> _Aim_
Put the lines of the records below into a JSON list of strings, one string per line and no blank lines. Include only the lines from the one containing "Question. Provide a point on each instance of the gutter" through the one containing "x=10, y=145", both included.

(Point annotation records)
╔══

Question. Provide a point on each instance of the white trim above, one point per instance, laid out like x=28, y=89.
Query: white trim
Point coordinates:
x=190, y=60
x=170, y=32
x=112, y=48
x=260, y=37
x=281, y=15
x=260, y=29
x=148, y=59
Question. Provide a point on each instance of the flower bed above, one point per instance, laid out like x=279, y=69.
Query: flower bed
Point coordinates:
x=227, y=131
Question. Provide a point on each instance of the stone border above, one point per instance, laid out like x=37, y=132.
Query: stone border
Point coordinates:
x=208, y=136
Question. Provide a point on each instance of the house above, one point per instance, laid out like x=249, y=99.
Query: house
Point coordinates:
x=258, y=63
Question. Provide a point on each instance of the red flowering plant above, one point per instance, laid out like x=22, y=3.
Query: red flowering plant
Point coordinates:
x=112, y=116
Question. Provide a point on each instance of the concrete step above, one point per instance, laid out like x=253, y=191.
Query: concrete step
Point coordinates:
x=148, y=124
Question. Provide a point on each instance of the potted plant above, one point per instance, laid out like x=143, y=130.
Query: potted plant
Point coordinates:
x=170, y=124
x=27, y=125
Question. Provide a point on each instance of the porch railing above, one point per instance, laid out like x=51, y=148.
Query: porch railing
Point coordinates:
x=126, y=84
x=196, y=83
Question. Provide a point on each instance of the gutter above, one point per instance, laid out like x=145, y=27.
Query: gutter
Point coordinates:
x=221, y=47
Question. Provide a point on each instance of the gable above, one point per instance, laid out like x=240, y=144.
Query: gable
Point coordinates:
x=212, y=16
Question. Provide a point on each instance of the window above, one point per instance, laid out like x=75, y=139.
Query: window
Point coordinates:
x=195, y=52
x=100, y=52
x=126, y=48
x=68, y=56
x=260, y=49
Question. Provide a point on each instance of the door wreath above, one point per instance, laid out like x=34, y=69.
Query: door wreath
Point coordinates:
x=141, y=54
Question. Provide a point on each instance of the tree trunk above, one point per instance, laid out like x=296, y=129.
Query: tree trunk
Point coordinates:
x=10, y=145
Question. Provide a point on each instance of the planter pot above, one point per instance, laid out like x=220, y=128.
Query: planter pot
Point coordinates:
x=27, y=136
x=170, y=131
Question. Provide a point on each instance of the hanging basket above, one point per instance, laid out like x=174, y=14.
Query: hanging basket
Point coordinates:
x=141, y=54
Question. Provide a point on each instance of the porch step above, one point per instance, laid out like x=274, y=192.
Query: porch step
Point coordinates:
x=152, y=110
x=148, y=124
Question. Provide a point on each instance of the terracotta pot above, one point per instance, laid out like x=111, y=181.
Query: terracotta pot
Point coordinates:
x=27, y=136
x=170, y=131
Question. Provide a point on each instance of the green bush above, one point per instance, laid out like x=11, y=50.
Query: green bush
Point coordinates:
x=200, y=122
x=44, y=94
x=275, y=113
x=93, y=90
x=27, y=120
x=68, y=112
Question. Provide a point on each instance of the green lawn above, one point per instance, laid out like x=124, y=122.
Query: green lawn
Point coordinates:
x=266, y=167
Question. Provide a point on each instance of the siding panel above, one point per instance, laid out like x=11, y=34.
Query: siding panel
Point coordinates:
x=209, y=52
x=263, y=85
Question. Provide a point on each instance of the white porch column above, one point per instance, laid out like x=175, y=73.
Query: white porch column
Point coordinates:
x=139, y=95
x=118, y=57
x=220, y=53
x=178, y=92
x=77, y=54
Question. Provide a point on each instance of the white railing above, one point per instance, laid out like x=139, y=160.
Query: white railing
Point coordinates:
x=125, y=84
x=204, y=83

╚══

> _Solution to this problem_
[
  "Question. Provide a point on each instance of the gutter above, one point per instance, laid out like x=145, y=27.",
  "Query: gutter",
  "Point coordinates:",
  "x=221, y=47",
  "Question. Provide a point on each instance of the gable above, one point per instance, laid out like x=240, y=144.",
  "Query: gable",
  "Point coordinates:",
  "x=212, y=16",
  "Question. Provide a point on each instance of the window above, one point per instance, laid out like x=75, y=139.",
  "Query: window",
  "Point coordinates:",
  "x=195, y=52",
  "x=100, y=52",
  "x=126, y=48",
  "x=68, y=56",
  "x=260, y=49",
  "Question. Provide a point on each instance of the door wreath above, one point per instance, laid out like x=34, y=69.",
  "Query: door wreath",
  "Point coordinates:",
  "x=141, y=54",
  "Question. Provide a point on each instance of the tree trunk above, one point per instance, laid out like x=296, y=129.",
  "Query: tree trunk",
  "Point coordinates:",
  "x=10, y=145"
]